Saved entries:
__________

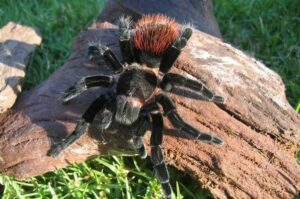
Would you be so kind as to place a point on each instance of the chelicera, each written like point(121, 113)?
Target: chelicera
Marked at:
point(138, 96)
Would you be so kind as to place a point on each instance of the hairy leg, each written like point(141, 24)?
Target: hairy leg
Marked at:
point(125, 24)
point(171, 79)
point(173, 52)
point(157, 155)
point(86, 83)
point(178, 122)
point(142, 125)
point(82, 126)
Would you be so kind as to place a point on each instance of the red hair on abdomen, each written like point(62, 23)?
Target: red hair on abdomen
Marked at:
point(155, 33)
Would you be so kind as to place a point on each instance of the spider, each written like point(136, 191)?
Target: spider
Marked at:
point(139, 87)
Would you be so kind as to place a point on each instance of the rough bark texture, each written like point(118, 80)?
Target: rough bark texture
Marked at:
point(260, 128)
point(17, 42)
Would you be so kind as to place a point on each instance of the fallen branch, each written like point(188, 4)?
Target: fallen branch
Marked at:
point(260, 128)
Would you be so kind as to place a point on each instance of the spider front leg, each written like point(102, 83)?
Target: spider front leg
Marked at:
point(171, 79)
point(96, 51)
point(177, 121)
point(125, 24)
point(174, 51)
point(85, 83)
point(142, 126)
point(99, 106)
point(157, 155)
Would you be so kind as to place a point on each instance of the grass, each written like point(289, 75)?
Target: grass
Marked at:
point(265, 29)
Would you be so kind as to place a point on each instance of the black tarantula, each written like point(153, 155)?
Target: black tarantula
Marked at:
point(138, 87)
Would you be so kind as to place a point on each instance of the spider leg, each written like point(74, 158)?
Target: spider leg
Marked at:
point(171, 79)
point(173, 52)
point(157, 155)
point(85, 83)
point(82, 126)
point(178, 122)
point(95, 52)
point(138, 142)
point(125, 24)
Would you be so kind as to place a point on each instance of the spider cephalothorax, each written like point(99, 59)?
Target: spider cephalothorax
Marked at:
point(139, 87)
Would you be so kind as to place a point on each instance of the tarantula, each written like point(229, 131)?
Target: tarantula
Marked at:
point(138, 88)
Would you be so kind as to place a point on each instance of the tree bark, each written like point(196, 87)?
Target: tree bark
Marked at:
point(17, 42)
point(260, 129)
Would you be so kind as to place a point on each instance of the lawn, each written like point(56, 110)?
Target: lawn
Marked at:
point(269, 30)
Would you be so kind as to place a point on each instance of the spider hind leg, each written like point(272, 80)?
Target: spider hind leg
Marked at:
point(157, 157)
point(142, 125)
point(83, 125)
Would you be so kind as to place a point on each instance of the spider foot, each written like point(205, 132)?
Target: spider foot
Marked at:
point(55, 150)
point(139, 146)
point(218, 99)
point(210, 139)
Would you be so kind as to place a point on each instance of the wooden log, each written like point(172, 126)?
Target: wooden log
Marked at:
point(17, 42)
point(260, 128)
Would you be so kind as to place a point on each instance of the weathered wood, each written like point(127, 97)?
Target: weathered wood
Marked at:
point(260, 128)
point(16, 44)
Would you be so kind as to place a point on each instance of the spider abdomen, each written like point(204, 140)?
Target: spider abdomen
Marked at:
point(135, 86)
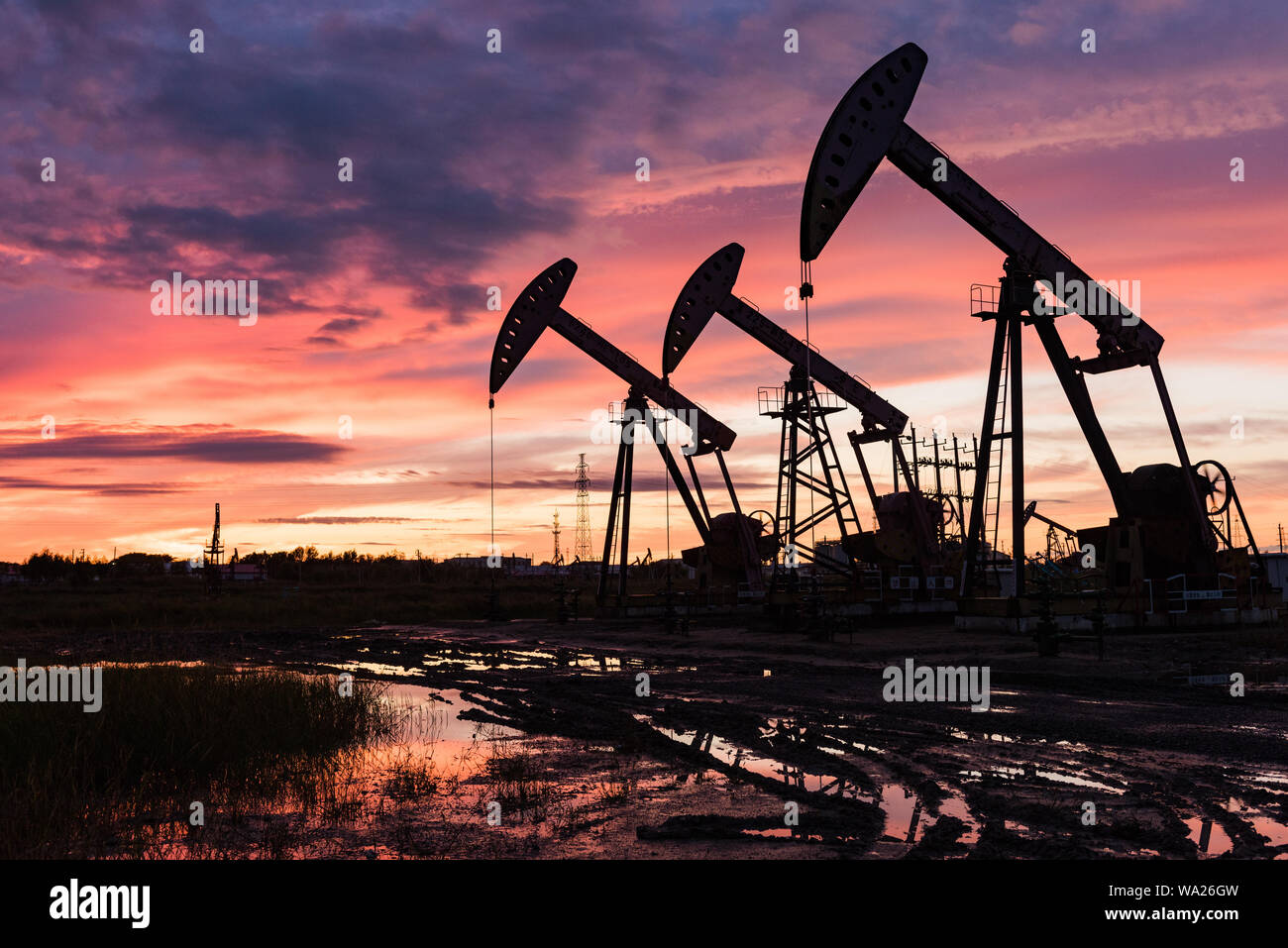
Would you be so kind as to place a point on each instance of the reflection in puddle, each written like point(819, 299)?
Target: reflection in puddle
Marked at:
point(1209, 836)
point(906, 819)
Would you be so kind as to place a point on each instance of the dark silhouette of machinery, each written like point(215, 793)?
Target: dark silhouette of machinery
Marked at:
point(214, 561)
point(907, 520)
point(733, 545)
point(1162, 527)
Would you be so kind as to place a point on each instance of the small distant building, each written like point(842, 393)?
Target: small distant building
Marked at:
point(1276, 571)
point(510, 565)
point(244, 572)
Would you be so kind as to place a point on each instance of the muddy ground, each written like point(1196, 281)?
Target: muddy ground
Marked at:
point(738, 725)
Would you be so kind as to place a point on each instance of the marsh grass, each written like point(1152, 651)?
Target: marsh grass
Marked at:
point(514, 777)
point(121, 781)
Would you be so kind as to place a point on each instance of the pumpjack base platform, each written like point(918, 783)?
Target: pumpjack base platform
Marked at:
point(1020, 616)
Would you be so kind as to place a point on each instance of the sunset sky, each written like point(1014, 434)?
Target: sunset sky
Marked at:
point(475, 170)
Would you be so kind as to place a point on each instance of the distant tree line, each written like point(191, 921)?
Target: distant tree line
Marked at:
point(301, 565)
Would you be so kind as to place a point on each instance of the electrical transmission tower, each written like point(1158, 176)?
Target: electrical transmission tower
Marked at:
point(214, 561)
point(581, 537)
point(558, 559)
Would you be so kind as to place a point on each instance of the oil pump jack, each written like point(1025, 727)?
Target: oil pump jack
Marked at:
point(732, 541)
point(1160, 522)
point(907, 533)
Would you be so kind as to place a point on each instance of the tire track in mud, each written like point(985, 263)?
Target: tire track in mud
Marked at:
point(1012, 782)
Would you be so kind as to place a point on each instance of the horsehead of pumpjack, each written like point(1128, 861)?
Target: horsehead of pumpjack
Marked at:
point(907, 519)
point(868, 125)
point(732, 541)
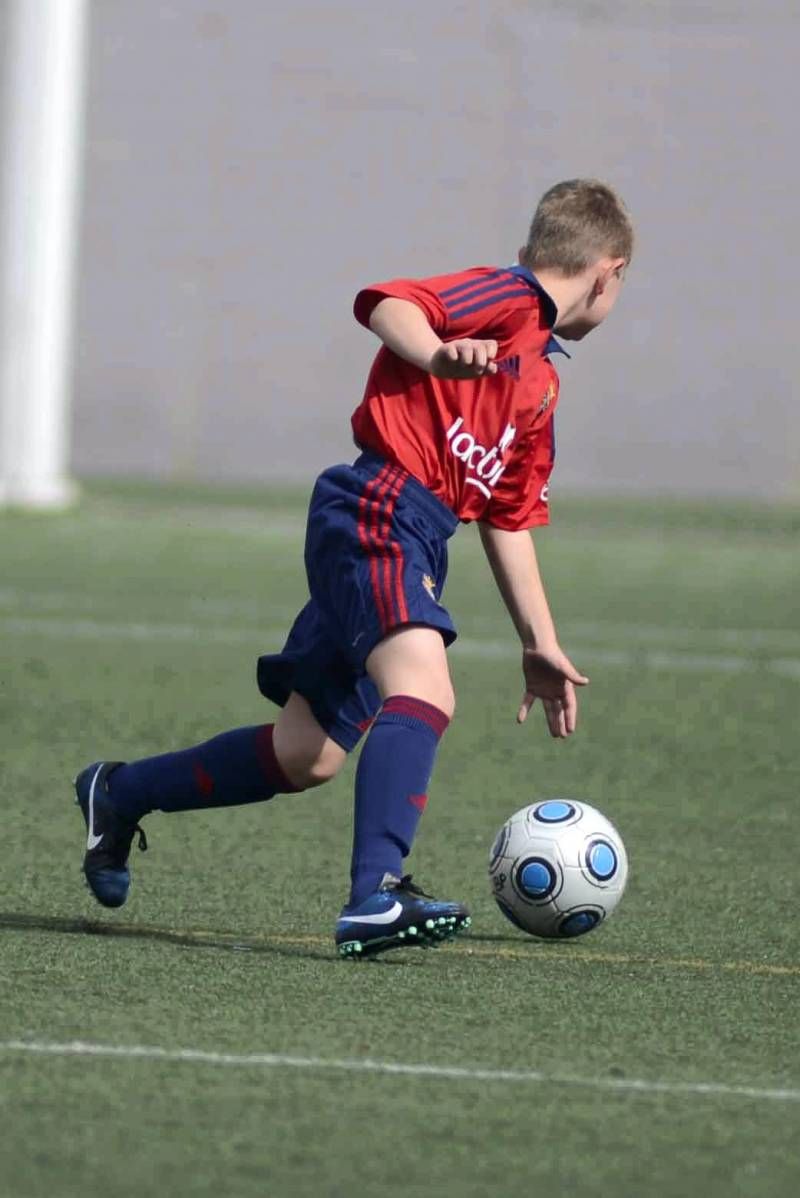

__________

WHAT IS EXPECTED: Give only the number of lines in the entries above that contain the string "track".

ANSWER FOR THE TASK: 2